Confessions Of An Armchair Archaeologist -- By: Vanessa Morton

Journal: Bible and Spade (Second Run)
Volume: BSPADE 28:2 (Spring 2015)
Article: Confessions Of An Armchair Archaeologist
Author: Vanessa Morton


Confessions Of An Armchair Archaeologist

Vanessa Morton

I fell in love with scriptural Jericho when I was eight years old. My teacher, Mrs. Walker, was standing next to the felt storyboard, tacking up flannel-backed cutouts of Rahab, the spies, and the city walls while she told us the story of how Jericho’s walls “came a-tumblin’ down.”

My imagination filled in the gaps…brave Rahab gathering her family close to the red cord, the rumbling footfalls of hundreds of thousands of warriors, and the blood-chilling roar of an entire nation reverberating across the Jordan Valley. What kind of power toppled a city without even touching it?

Fast forward a few years to Wednesday night youth meetings, when our leader began to teach a faith lesson about Jericho’s walls. Excited, I leaned forward in my seat, but my friends elbowed me in the ribs and snickered behind their hands about walls falling down all by themselves. A first, fragile crack splintered my young faith.

- [BRIEF 1]: Write out the part of the armchair archaeologist article that begins at the words "Volume: BSPADE 28:2" and stops after "even touching it?", switching "walls" to "ramparts" each time it occurs.
- [BRIEF 2]: Duplicate the records starting at the line that has "Please segment every instance of the wooden" and stopping after the line that has "70], [237, 74]]", both lines included, and leave the pictures out.

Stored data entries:
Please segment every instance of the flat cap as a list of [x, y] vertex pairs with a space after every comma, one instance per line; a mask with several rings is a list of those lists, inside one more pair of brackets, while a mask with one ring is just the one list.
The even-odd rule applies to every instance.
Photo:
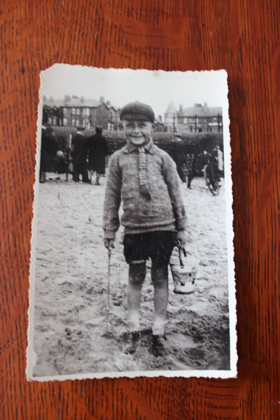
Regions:
[[136, 101], [131, 102], [123, 107], [120, 111], [120, 120], [150, 121], [153, 123], [154, 114], [149, 105]]

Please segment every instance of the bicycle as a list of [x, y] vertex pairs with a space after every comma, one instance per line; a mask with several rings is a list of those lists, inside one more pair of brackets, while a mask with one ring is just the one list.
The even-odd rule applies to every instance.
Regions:
[[218, 195], [219, 193], [219, 181], [214, 174], [213, 168], [209, 163], [203, 168], [204, 178], [206, 185], [213, 195]]

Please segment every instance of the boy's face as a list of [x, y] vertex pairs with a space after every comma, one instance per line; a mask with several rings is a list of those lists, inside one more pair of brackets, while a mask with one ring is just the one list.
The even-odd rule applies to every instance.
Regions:
[[149, 141], [152, 126], [150, 121], [123, 120], [123, 126], [126, 138], [134, 146], [141, 147]]

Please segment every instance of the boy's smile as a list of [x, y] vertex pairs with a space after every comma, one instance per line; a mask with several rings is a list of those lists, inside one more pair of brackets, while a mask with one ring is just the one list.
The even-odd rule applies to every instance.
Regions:
[[123, 120], [123, 129], [127, 140], [134, 146], [141, 147], [149, 141], [152, 123], [145, 120]]

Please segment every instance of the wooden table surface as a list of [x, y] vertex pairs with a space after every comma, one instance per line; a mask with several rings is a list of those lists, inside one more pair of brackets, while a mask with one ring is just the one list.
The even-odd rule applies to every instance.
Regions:
[[[2, 0], [0, 418], [280, 418], [277, 0]], [[39, 72], [55, 63], [225, 68], [238, 376], [28, 382], [25, 370]]]

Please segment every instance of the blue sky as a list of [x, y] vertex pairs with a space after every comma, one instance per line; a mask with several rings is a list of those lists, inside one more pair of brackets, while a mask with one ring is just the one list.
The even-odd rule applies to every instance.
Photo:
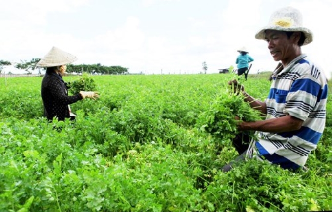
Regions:
[[[121, 65], [130, 72], [208, 73], [235, 65], [245, 46], [252, 72], [276, 65], [266, 43], [254, 38], [277, 8], [303, 15], [314, 41], [303, 47], [331, 77], [330, 0], [0, 0], [0, 59], [19, 62], [56, 46], [74, 64]], [[3, 6], [5, 5], [5, 6]]]

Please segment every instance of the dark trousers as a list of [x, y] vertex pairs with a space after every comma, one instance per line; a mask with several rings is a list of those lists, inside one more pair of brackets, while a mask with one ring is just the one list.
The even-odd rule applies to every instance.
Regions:
[[249, 147], [249, 142], [250, 142], [249, 134], [248, 132], [242, 132], [237, 135], [232, 141], [233, 145], [240, 155], [236, 157], [234, 160], [224, 166], [222, 168], [223, 172], [226, 172], [230, 171], [233, 168], [232, 166], [234, 163], [245, 160], [247, 150]]
[[238, 75], [242, 75], [243, 74], [245, 74], [245, 78], [246, 79], [246, 80], [247, 80], [247, 78], [248, 77], [248, 73], [247, 72], [248, 71], [248, 68], [239, 68], [237, 70], [237, 74]]

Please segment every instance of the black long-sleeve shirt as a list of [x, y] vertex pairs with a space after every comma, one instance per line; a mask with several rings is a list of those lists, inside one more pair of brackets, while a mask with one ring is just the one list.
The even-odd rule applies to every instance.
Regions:
[[44, 116], [49, 120], [56, 117], [63, 121], [70, 118], [68, 105], [82, 99], [80, 94], [68, 96], [66, 83], [60, 74], [46, 73], [42, 83]]

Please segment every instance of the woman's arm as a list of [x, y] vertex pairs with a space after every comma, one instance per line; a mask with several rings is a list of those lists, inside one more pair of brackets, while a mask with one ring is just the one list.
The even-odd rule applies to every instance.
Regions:
[[57, 79], [51, 78], [48, 87], [54, 99], [62, 104], [70, 104], [82, 99], [82, 96], [79, 94], [70, 96], [67, 96], [65, 90], [62, 86], [61, 82]]

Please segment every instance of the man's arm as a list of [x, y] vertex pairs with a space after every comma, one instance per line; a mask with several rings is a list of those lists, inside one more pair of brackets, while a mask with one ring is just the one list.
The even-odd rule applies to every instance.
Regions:
[[297, 130], [301, 128], [303, 121], [288, 115], [276, 118], [251, 122], [240, 122], [239, 130], [253, 130], [270, 133], [282, 133]]

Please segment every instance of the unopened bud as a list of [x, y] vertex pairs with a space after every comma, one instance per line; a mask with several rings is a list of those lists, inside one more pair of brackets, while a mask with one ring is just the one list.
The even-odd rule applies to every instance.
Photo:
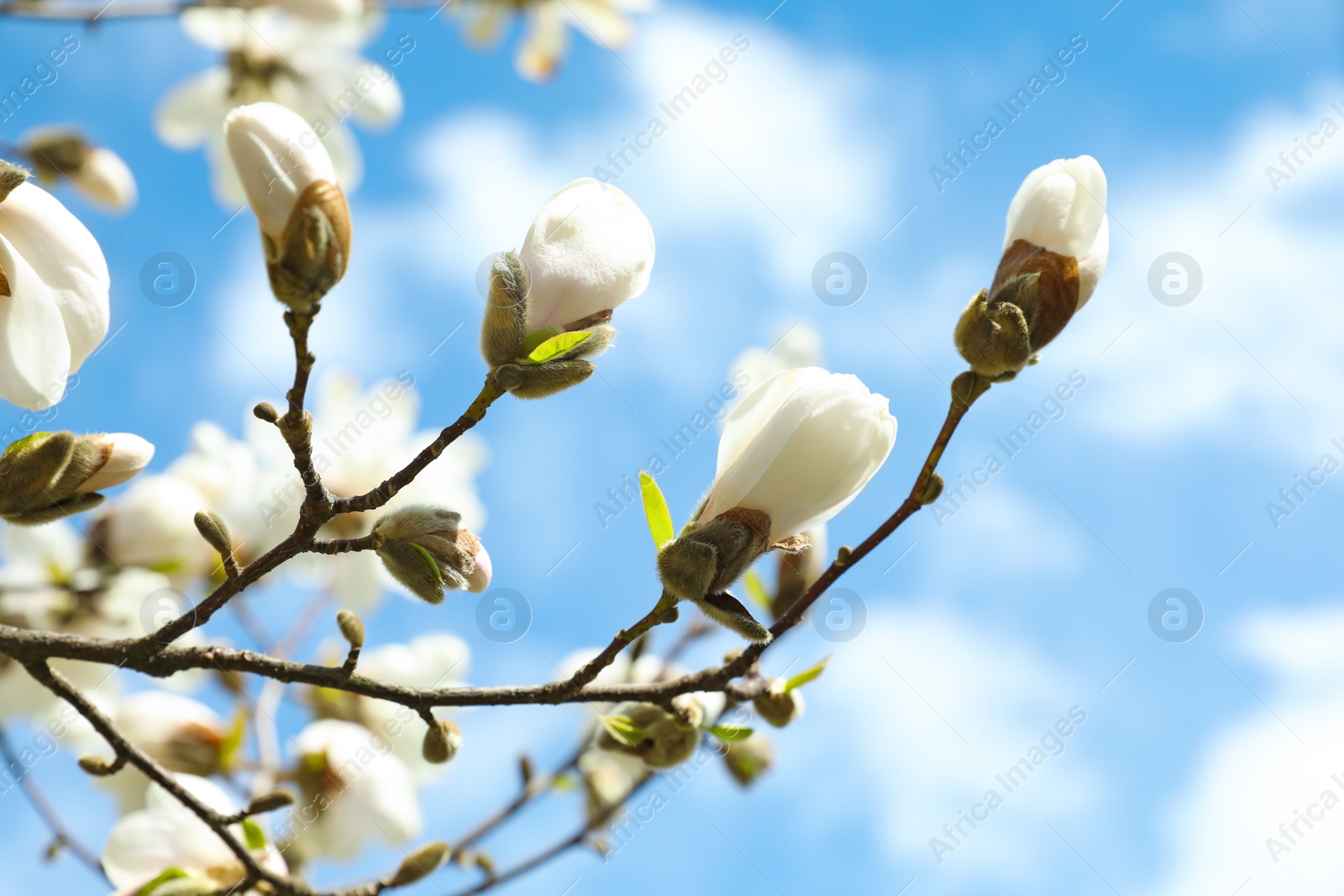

- [EXERCISE ANSWER 1]:
Volume: BSPADE 28:2 (Spring 2015)
Article: Confessions Of An Armchair Archaeologist
Author: Vanessa Morton


Confessions Of An Armchair Archaeologist

Vanessa Morton

I fell in love with scriptural Jericho when I was eight years old. My teacher, Mrs. Walker, was standing next to the felt storyboard, tacking up flannel-backed cutouts of Rahab, the spies, and the city ramparts while she told us the story of how Jericho’s ramparts “came a-tumblin’ down.”

My imagination filled in the gaps…brave Rahab gathering her family close to the red cord, the rumbling footfalls of hundreds of thousands of warriors, and the blood-chilling roar of an entire nation reverberating across the Jordan Valley. What kind of power toppled a city without even touching it?

- [EXERCISE ANSWER 2]:
Please segment every instance of the wooden table surface as a list of [x, y] vertex pairs with a space after every comma, one instance per line; a mask with several rings is a list of those lists, inside one more pair of brackets, while a mask with one ring is just the one list.
The even-odd rule applies to every instance.
Regions:
[[[2, 0], [0, 418], [280, 418], [277, 0]], [[39, 72], [55, 63], [225, 68], [238, 376], [28, 382], [25, 370]]]

Please segment every instance of the blue sky as a list of [x, y] vertex pairs with a space after every comma, one instance per line; a mask with several rings is a list of those lists, inside one more pair of brackets, while a mask with one ring is just the one list.
The even-odd rule applies to every instance.
Photo:
Regions:
[[[121, 65], [130, 72], [208, 73], [235, 65], [245, 46], [252, 72], [276, 65], [266, 43], [254, 38], [277, 8], [303, 15], [314, 41], [303, 47], [331, 77], [330, 0], [0, 0], [0, 59], [19, 62], [56, 46], [74, 64]], [[3, 6], [5, 5], [5, 6]]]

Please segment every instance of the dark trousers as a list of [x, y] vertex pairs with a space after every comma, one instance per line; a mask with several rings is a list of those lists, inside one more pair of brackets, while a mask with one ring is just the one list.
The even-odd rule applies to every instance.
Regions:
[[249, 147], [249, 142], [250, 142], [249, 134], [248, 132], [242, 132], [237, 135], [232, 141], [233, 145], [240, 155], [236, 157], [234, 160], [224, 166], [222, 168], [223, 172], [226, 172], [230, 171], [233, 168], [232, 166], [234, 163], [245, 160], [247, 150]]
[[238, 75], [242, 75], [243, 74], [245, 74], [245, 78], [246, 79], [246, 80], [247, 80], [247, 78], [248, 77], [248, 73], [247, 72], [248, 71], [248, 68], [239, 68], [237, 70], [237, 74]]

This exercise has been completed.